## Work task
Whenever a line in the data holds the string "coat", pull that line out.

[Referring expression data]
---
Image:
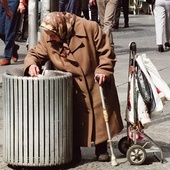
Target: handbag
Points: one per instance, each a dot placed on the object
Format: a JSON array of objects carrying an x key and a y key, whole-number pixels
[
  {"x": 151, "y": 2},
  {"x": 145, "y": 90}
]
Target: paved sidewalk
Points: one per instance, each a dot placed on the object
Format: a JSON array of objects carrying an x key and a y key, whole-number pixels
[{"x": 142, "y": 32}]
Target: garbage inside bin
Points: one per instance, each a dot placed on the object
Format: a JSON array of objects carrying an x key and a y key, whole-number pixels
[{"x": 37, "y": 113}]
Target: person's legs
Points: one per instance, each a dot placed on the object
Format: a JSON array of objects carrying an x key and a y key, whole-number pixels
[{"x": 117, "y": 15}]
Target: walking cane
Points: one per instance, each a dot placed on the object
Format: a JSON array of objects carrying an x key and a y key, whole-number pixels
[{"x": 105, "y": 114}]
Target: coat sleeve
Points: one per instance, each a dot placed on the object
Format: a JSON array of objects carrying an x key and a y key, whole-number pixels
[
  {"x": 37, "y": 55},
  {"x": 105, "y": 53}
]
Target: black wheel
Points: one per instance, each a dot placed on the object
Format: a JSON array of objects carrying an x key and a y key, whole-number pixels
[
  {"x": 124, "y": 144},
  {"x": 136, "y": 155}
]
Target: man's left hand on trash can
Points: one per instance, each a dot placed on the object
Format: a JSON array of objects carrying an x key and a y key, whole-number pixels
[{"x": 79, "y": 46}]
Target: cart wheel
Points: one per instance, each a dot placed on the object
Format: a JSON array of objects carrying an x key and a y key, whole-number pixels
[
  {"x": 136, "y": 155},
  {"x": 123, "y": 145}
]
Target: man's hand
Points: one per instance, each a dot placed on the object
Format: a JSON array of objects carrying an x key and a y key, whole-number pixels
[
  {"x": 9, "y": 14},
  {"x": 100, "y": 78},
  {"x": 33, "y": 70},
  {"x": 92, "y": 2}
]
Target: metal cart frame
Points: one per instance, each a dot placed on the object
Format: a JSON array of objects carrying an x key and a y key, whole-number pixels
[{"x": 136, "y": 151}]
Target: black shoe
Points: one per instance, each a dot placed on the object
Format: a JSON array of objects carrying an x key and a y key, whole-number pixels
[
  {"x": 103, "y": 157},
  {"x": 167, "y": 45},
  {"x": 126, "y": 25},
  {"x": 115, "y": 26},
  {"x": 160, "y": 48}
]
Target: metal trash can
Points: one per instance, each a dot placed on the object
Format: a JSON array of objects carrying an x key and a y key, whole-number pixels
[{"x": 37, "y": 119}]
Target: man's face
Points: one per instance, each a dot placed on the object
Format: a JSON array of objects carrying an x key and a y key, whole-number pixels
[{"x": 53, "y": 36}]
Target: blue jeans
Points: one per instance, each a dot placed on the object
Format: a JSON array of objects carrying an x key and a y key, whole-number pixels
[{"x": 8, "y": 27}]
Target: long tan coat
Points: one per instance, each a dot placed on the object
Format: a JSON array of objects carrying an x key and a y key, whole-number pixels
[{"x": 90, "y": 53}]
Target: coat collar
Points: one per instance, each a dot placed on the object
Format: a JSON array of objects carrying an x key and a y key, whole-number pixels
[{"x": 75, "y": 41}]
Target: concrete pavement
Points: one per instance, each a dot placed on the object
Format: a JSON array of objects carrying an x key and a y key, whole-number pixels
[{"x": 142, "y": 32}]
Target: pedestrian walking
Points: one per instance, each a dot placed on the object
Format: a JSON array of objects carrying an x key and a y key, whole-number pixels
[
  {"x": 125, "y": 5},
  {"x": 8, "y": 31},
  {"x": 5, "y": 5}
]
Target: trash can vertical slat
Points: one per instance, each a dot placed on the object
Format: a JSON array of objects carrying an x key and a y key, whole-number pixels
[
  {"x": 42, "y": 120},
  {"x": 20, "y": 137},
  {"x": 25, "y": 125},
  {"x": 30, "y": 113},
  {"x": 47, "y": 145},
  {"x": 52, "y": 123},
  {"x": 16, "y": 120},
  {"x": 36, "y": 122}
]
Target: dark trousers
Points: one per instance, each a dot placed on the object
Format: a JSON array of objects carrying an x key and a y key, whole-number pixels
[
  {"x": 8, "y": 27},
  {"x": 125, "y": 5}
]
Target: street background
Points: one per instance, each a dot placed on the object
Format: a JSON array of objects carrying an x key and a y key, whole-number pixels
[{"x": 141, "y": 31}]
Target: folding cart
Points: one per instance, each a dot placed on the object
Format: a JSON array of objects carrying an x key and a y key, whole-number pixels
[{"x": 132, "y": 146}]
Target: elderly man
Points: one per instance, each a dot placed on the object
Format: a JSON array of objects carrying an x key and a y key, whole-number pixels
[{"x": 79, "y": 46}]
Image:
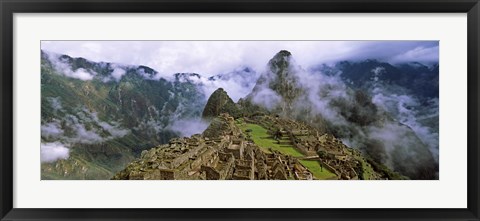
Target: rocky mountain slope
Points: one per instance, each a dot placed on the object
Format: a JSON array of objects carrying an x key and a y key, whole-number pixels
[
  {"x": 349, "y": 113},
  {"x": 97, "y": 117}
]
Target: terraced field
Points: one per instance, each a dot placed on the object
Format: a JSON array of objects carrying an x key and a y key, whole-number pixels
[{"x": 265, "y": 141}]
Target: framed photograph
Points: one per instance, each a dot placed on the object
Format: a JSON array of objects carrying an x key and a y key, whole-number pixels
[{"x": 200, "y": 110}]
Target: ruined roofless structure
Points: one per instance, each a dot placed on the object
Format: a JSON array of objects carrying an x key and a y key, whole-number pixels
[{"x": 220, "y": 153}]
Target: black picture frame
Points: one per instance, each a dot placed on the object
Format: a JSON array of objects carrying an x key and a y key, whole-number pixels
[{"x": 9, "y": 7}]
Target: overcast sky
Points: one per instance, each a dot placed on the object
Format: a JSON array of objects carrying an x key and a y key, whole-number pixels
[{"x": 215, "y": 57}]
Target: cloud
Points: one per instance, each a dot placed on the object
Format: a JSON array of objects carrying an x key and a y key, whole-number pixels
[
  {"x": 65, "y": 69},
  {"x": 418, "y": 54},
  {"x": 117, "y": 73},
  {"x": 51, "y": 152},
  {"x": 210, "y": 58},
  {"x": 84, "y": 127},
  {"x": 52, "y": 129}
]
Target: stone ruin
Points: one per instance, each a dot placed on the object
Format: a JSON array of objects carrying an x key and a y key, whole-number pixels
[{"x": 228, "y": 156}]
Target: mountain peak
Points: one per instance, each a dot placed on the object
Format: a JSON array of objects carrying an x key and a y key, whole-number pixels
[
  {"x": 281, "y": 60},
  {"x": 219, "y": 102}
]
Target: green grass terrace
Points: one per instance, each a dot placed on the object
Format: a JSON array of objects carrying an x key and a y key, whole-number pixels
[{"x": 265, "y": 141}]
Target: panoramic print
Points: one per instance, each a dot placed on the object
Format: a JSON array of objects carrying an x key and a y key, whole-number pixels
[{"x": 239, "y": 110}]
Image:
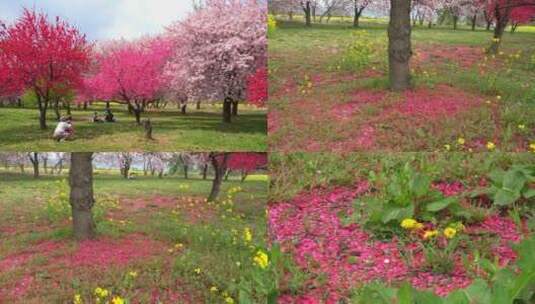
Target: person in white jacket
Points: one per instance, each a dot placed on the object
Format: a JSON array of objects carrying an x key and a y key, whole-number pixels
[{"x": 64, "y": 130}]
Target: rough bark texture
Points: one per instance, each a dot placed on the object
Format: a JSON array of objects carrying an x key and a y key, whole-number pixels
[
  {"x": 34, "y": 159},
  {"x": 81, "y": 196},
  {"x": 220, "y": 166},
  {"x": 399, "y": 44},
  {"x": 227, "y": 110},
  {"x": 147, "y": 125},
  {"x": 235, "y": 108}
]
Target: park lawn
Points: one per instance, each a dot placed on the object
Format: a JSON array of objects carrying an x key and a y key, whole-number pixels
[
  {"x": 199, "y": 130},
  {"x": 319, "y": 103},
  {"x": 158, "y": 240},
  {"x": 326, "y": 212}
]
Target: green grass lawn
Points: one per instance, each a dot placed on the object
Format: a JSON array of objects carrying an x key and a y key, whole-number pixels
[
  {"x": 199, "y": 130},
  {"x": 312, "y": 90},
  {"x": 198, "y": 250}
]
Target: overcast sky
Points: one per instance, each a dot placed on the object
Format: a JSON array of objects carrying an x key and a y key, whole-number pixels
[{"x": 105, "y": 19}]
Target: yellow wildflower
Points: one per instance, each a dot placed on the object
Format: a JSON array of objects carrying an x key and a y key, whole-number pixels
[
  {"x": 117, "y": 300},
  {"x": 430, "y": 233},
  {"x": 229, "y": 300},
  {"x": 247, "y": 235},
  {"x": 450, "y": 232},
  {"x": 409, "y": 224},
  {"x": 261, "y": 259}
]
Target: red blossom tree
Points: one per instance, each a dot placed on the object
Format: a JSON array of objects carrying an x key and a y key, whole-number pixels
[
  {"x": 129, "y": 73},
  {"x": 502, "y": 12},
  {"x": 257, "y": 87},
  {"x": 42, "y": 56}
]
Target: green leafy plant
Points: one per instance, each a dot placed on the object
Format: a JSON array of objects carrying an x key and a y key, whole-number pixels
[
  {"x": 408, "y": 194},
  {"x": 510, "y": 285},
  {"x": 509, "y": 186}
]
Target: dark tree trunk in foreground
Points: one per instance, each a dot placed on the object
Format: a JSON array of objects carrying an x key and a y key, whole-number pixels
---
## Result of this task
Target: coat sleeve
Target: long tan coat
Target: coat collar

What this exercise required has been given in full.